Data supplied below:
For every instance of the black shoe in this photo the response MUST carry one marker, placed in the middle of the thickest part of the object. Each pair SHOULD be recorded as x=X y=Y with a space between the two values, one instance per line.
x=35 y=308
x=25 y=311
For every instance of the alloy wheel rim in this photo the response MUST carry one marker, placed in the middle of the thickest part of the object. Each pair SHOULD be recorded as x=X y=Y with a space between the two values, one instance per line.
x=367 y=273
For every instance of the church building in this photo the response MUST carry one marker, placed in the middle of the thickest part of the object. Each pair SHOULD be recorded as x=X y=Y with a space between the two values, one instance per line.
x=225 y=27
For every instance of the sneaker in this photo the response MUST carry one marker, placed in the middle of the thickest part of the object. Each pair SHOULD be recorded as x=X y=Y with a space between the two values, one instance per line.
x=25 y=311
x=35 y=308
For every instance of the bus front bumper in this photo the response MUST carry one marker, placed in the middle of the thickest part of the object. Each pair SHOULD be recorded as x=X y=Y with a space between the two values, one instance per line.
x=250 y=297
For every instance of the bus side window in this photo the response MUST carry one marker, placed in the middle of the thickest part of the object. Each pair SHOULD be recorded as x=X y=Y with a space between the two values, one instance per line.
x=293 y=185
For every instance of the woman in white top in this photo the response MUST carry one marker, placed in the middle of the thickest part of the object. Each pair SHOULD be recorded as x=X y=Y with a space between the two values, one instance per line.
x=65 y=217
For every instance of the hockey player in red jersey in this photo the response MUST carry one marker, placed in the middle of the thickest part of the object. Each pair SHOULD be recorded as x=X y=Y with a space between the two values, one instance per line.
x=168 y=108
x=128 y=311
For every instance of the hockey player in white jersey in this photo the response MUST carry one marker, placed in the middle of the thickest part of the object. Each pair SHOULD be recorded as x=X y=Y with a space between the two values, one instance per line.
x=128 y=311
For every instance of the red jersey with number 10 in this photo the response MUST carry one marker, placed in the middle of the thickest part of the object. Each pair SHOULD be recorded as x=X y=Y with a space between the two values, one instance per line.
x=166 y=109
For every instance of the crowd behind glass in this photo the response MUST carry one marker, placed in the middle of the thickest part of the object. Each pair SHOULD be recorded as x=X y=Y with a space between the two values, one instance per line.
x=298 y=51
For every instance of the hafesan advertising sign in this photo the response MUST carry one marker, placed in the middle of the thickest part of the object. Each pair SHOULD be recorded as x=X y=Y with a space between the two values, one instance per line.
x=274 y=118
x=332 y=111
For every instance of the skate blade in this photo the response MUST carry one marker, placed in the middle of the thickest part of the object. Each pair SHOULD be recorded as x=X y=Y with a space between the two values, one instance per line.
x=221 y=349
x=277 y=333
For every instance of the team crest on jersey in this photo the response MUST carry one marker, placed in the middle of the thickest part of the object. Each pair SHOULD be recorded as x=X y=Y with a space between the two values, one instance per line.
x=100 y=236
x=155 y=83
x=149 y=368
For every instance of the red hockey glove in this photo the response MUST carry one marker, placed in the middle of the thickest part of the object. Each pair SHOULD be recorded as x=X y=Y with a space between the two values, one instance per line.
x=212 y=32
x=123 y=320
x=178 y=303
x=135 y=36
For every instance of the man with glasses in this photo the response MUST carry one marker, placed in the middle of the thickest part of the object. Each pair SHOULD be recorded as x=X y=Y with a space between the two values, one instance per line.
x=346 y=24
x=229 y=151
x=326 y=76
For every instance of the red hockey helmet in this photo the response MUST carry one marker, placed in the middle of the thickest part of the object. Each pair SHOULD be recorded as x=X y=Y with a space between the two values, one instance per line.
End of Data supplied.
* _What this task involves_
Transcribe every line of the data, exactly as it stands.

* _Exercise solution_
For every instance of the black shoe in this photo the response MUST carry one marker, placed in the middle of the thickest part of the object. Each pair SHOULD be recorded as x=X y=Y with a space between the two values, one instance per line.
x=35 y=308
x=25 y=311
For every instance of the alloy wheel rim in this photo the response MUST carry one marker, placed in the middle of the thickest part of the object. Each pair SHOULD be recorded as x=X y=Y with a space between the two values, one instance per line.
x=367 y=273
For every instance of the church building in this photo the response MUST carry one marker, placed in the middle of the thickest part of the object. Each pair SHOULD be recorded as x=X y=Y with a space between the two values, one instance per line.
x=225 y=27
For every instance of the sneaker in this photo the response MUST carry one marker, placed in the middle of the thickest part of the object. Each pair SHOULD be recorded as x=X y=Y with a space between the two values, one instance per line.
x=25 y=311
x=35 y=308
For every instance of the bus front bumper in this photo the response MUST carry one marker, placed in the middle of the thickest part of the object. Each pair SHOULD be recorded as x=X y=Y with a space between the two values, one instance per line.
x=250 y=297
For every instance of the bus side window in this photo the response MUST carry one marker, placed in the middle of the thickest part of the object. Each pair SHOULD be recorded as x=X y=Y with a space between the two values, one instance per line.
x=293 y=185
For every instance of the woman in white top in this photo the response MUST carry one marker, placed in the middle of the thickest part of the object. Each pair SHOULD be recorded as x=X y=Y with a space between the two values, one instance per line.
x=65 y=217
For every instance of the hockey player in red jersey in this photo the response MUST carry one marker, placed in the middle of the thickest part of the object. Each pair SHOULD be recorded as x=X y=Y with a space between the two values, one instance per line.
x=168 y=108
x=128 y=311
For every instance of the hockey player in white jersey in this photo the response MUST carry one marker, placed in the middle of the thickest part of the object. Each pair SHOULD be recorded as x=X y=Y with a space between the two values, one instance per line.
x=128 y=311
For every instance of the red jersey with number 10 in this photo the response MUST carry one marker, placed in the middle of the thickest part of the object. Each pair SHOULD be recorded as x=X y=Y with a space between the two values, one instance per line.
x=166 y=109
For every instance of the crowd behind glass in this photo the response MUST carry one marker, placed in the middle of the thickest part of the object. Each pair SHOULD be recorded as x=X y=Y with a space between the two values, one instance per line.
x=298 y=51
For every instance of the hafesan advertising sign in this photo the response MUST carry one marker, placed in the middle of the thickest part of the object. Each pair SHOULD be recorded as x=X y=Y with a space between the two values, one instance per line.
x=274 y=118
x=332 y=111
For every instance of the skate blade in this photo the response MUST carry one marker, placed in the middle of the thickest part of the object. Each pair SHOULD be recorded as x=X y=Y with a space between the two values, one instance per line.
x=221 y=349
x=277 y=333
For every instance of the team crest on jersey in this photo the response MUST carry one marker, placed in the middle of the thickest part of the object. Each pair SHOULD be recorded as x=X y=Y with a space between the two values, one instance per line.
x=100 y=236
x=155 y=83
x=149 y=368
For every instance of the red hockey glove in this photo the response MUST carry one marker, placed in the middle of the thickest part of the object. Each pair SHOULD be recorded as x=X y=Y with a space between the two values, one instance per line.
x=212 y=32
x=123 y=320
x=178 y=303
x=135 y=36
For every instance of the man with glasses in this photo the response MUST carry one marker, placed in the middle of the thickest part of the object. Each pair SHOULD be recorded as x=X y=Y with a space between the two values, one instance per line.
x=346 y=24
x=229 y=151
x=326 y=76
For every instance of the red hockey helmet in this photo the response MUST carry one marker, placed in the middle of the thickest part of the object. Each pair SHOULD be recorded as x=X y=Y with a space between the two values, one instance per line.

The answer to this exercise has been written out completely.